---- Passage shown

LAS VEGAS (KTNV) — The federal government released its proposal to address water supply challenges in the Colorado River Basin on Tuesday.

The newly-released draft details three potential action plans from the Bureau of Reclamation, based on proposals submitted last year by the Colorado River water-using states.

The first plan — dubbed "No Action Alternative" in a release — details what would happen to water levels in both the Hoover and Glen Canyon Dams if the current guidelines were to continue operating.

The second plan would model a potential operational change where water would be distributed across the states, based on the "priority of water rights," which would allow the highest amount of water for California.

This model would also include a "reduced release" from Glen Canyon Dam, due to its increasingly low levels.

RELATED: Lake Mead water intake straw to be lowered as southern Nevada leaders eye water restrictions

The final plan would model an operational change that would distribute water from both reservoirs at the same percentage across all Colorado River water-using states. This model would also pull a reduced amount from Glen Canyon.

The Bureau of Reclamation is seeking public input on all three potential plans, and those interested can provide feedback through May 30, 2023. The instruction to provide feedback will be detailed in the Federal Register, which will be published on Friday, April 14.

Nevada Governor Joe Lombardo released a statement on Tuesday afternoon, calling the proposals an "important step in a multi-phased process."

Read the full statement below:

“Nevada has long been a leader in urban water efficiency, and our communities and citizens have a strong water conservation ethic. This is an important step in a multi-phased process to protect Lake Mead and put the Colorado River system on a more sustainable trajectory. I have directed our Colorado River representatives to remain actively engaged with state and federal partners and to make every effort to find consensus and agreement on a negotiated path forward. Each of the 40 million Americans that use the river deserve a reliable water supply, but it will take sacrifice from all of us to make that a reality.”

Additional information about the virtual public meetings can be found on the Bureau of Reclamation's website.

--------
---- Records supplied

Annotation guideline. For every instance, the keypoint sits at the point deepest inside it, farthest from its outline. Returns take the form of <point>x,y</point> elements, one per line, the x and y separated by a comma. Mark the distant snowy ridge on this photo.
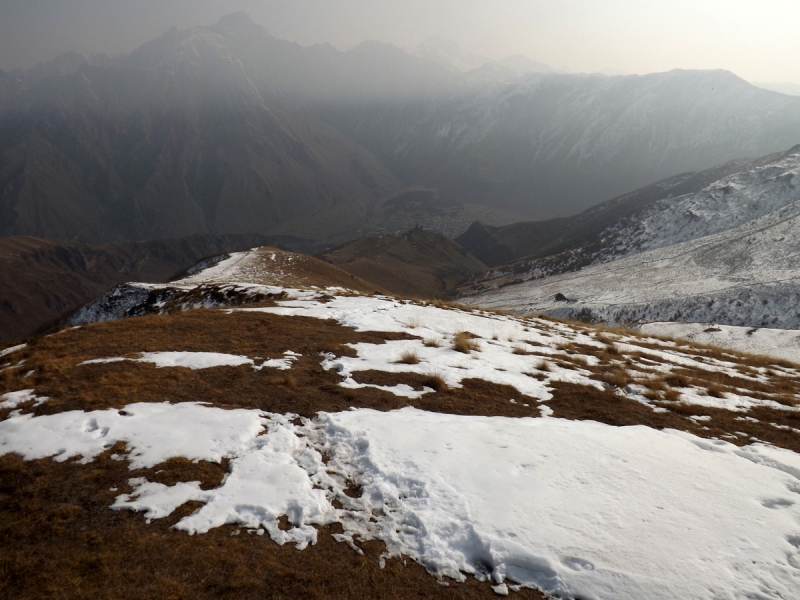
<point>729,254</point>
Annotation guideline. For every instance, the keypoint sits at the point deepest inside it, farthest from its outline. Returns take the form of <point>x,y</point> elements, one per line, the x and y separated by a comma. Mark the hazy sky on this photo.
<point>757,39</point>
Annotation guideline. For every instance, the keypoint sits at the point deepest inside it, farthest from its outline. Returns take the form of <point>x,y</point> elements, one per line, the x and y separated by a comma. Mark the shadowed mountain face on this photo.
<point>228,129</point>
<point>418,263</point>
<point>43,280</point>
<point>553,145</point>
<point>173,140</point>
<point>583,232</point>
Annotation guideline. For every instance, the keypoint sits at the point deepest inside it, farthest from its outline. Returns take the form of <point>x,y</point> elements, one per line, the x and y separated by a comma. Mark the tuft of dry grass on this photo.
<point>617,378</point>
<point>675,381</point>
<point>408,357</point>
<point>463,342</point>
<point>413,322</point>
<point>520,350</point>
<point>435,381</point>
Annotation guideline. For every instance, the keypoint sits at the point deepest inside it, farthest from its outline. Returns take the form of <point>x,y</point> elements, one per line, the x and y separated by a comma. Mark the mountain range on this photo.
<point>227,129</point>
<point>728,253</point>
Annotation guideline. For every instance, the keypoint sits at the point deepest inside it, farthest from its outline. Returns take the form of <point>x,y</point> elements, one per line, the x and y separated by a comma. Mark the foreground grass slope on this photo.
<point>290,356</point>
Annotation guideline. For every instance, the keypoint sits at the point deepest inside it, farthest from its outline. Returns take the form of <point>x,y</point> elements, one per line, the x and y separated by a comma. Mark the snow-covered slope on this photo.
<point>572,507</point>
<point>729,254</point>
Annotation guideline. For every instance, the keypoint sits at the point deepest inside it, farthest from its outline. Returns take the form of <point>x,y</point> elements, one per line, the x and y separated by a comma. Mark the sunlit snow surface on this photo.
<point>576,508</point>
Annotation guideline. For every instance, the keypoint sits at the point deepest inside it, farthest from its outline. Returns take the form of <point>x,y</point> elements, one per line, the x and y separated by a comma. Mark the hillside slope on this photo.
<point>728,254</point>
<point>418,263</point>
<point>43,280</point>
<point>322,443</point>
<point>584,232</point>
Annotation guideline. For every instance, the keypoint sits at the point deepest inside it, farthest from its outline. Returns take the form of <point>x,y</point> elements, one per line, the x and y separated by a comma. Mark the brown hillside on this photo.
<point>418,263</point>
<point>272,266</point>
<point>42,280</point>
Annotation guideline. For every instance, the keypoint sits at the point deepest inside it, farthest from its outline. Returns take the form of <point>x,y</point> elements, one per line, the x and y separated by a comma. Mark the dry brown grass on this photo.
<point>521,350</point>
<point>465,343</point>
<point>408,357</point>
<point>617,378</point>
<point>58,539</point>
<point>435,381</point>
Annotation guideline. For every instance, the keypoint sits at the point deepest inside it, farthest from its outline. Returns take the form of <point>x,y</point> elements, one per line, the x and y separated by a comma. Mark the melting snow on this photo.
<point>579,509</point>
<point>201,360</point>
<point>14,399</point>
<point>11,349</point>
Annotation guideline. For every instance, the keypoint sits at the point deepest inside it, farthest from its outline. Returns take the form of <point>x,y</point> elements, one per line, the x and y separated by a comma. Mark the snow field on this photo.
<point>504,343</point>
<point>497,337</point>
<point>201,360</point>
<point>578,509</point>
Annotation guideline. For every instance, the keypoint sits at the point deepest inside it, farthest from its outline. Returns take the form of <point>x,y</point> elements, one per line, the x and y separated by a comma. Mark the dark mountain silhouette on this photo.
<point>226,129</point>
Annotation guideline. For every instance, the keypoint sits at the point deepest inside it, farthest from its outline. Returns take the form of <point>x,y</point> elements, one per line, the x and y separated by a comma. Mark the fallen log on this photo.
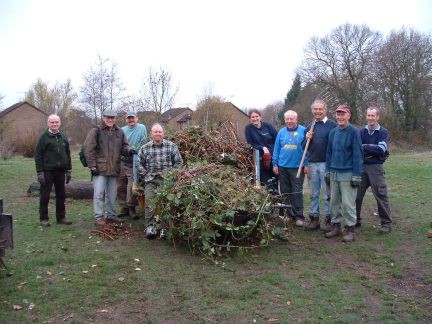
<point>76,189</point>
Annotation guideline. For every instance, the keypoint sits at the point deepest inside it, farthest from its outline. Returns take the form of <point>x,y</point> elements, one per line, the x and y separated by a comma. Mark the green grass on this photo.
<point>71,275</point>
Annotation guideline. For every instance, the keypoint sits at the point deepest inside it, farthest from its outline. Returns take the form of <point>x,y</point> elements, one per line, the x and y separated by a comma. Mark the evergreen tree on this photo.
<point>292,97</point>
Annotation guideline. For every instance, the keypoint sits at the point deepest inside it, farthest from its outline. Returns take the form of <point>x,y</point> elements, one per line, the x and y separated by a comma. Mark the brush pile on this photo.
<point>212,204</point>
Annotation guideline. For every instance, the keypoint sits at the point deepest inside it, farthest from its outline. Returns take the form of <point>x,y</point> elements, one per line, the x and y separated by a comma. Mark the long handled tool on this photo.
<point>305,151</point>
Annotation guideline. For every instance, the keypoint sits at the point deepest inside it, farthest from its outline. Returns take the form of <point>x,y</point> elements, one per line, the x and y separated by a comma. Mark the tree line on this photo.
<point>356,65</point>
<point>352,64</point>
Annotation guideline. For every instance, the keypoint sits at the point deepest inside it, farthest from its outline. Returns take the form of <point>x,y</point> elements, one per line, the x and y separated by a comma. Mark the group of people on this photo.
<point>117,159</point>
<point>339,160</point>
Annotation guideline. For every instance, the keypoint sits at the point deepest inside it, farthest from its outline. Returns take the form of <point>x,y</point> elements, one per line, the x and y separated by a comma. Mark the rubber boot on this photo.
<point>313,225</point>
<point>132,213</point>
<point>349,235</point>
<point>329,226</point>
<point>124,212</point>
<point>336,231</point>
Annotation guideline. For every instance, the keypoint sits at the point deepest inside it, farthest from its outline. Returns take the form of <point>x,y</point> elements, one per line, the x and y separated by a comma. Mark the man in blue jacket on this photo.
<point>315,159</point>
<point>375,151</point>
<point>344,166</point>
<point>287,154</point>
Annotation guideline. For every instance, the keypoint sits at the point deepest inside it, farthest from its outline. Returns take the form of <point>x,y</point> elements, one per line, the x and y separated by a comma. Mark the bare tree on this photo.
<point>58,99</point>
<point>102,89</point>
<point>271,113</point>
<point>404,76</point>
<point>158,93</point>
<point>341,62</point>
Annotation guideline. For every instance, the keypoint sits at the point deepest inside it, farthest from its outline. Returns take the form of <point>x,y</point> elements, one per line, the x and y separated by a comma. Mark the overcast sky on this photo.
<point>247,50</point>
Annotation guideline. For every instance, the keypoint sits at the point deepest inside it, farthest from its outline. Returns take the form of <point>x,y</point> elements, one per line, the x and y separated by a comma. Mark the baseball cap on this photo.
<point>110,113</point>
<point>344,108</point>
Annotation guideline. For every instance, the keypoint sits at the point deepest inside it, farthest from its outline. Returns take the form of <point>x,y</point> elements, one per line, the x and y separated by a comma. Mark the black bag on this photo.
<point>82,152</point>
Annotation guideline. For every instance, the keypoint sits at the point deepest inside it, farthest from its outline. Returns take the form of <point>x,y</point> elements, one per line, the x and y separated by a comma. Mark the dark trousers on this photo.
<point>266,176</point>
<point>56,178</point>
<point>374,177</point>
<point>291,189</point>
<point>125,196</point>
<point>149,192</point>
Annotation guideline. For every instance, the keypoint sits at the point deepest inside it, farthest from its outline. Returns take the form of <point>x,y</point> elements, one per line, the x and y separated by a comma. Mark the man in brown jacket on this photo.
<point>103,147</point>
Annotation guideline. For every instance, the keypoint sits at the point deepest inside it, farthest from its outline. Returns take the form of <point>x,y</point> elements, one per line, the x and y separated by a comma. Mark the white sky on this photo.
<point>247,50</point>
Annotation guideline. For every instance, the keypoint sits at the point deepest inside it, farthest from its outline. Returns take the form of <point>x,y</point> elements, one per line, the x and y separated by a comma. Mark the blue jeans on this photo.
<point>316,177</point>
<point>104,195</point>
<point>342,200</point>
<point>291,189</point>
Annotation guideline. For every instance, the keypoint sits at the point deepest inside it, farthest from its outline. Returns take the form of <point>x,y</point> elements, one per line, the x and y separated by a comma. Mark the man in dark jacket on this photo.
<point>53,166</point>
<point>344,166</point>
<point>103,148</point>
<point>374,141</point>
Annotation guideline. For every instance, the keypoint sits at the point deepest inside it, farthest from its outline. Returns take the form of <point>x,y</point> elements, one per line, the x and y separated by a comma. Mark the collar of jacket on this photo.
<point>115,127</point>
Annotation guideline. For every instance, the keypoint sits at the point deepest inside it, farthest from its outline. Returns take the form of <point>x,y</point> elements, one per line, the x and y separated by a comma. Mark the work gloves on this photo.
<point>355,181</point>
<point>327,178</point>
<point>41,178</point>
<point>94,171</point>
<point>68,176</point>
<point>267,160</point>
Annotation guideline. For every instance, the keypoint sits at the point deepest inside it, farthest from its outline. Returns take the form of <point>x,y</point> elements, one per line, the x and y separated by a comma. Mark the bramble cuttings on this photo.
<point>212,205</point>
<point>213,210</point>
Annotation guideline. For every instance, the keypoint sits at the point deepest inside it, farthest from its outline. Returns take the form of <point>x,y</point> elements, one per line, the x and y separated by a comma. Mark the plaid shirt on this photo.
<point>154,159</point>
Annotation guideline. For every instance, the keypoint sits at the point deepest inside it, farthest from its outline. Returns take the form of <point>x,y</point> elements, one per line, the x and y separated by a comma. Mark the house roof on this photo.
<point>173,112</point>
<point>17,105</point>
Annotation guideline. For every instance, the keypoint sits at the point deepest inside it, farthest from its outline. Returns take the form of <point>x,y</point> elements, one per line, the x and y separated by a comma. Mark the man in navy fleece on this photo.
<point>261,136</point>
<point>374,138</point>
<point>344,166</point>
<point>315,159</point>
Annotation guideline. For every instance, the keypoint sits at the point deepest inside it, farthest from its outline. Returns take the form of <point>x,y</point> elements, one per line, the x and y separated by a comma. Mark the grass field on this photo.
<point>67,274</point>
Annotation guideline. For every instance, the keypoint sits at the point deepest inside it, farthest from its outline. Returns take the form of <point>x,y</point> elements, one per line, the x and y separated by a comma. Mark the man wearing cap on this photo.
<point>53,167</point>
<point>374,138</point>
<point>315,159</point>
<point>102,148</point>
<point>287,154</point>
<point>136,135</point>
<point>344,167</point>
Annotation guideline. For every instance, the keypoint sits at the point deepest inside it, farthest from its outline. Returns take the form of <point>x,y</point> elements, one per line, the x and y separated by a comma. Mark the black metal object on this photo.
<point>6,234</point>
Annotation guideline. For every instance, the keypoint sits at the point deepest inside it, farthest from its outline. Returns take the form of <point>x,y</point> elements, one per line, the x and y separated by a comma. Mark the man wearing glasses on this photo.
<point>103,147</point>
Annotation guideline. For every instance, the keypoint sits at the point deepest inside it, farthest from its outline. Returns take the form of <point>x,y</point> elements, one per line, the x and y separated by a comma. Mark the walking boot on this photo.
<point>349,235</point>
<point>124,212</point>
<point>313,225</point>
<point>132,213</point>
<point>329,225</point>
<point>336,231</point>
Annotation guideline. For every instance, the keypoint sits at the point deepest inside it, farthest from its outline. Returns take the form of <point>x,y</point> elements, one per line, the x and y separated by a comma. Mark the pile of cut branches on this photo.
<point>200,146</point>
<point>212,209</point>
<point>211,205</point>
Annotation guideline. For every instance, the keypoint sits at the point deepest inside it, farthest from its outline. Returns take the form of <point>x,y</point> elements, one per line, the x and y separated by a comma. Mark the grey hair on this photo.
<point>319,101</point>
<point>290,112</point>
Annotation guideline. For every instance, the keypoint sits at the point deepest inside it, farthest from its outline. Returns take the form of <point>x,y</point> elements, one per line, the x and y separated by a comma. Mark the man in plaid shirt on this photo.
<point>154,158</point>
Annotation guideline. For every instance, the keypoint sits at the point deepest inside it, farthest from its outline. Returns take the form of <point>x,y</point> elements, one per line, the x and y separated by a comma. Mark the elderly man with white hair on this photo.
<point>287,155</point>
<point>53,167</point>
<point>154,158</point>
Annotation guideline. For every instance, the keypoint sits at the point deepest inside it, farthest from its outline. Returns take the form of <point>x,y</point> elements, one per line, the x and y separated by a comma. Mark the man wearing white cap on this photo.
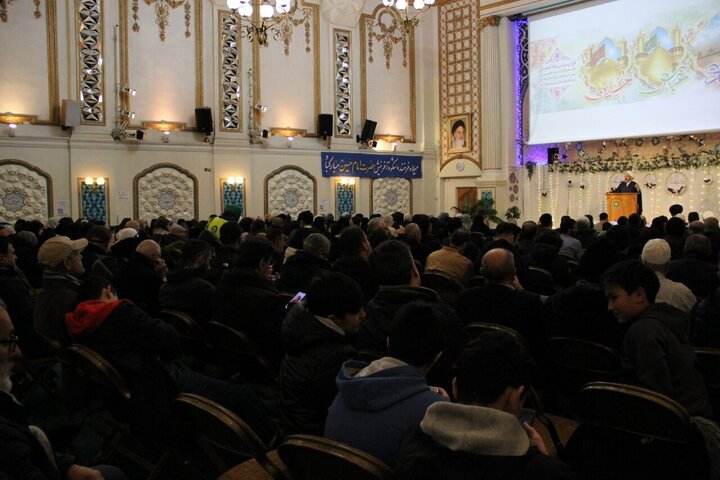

--------

▸ Short exercise: According to the Colorado River article, until what date can the public give feedback on the three potential plans? The lines are separate material and have no connection to the Colorado River article.

▸ Result: May 30, 2023.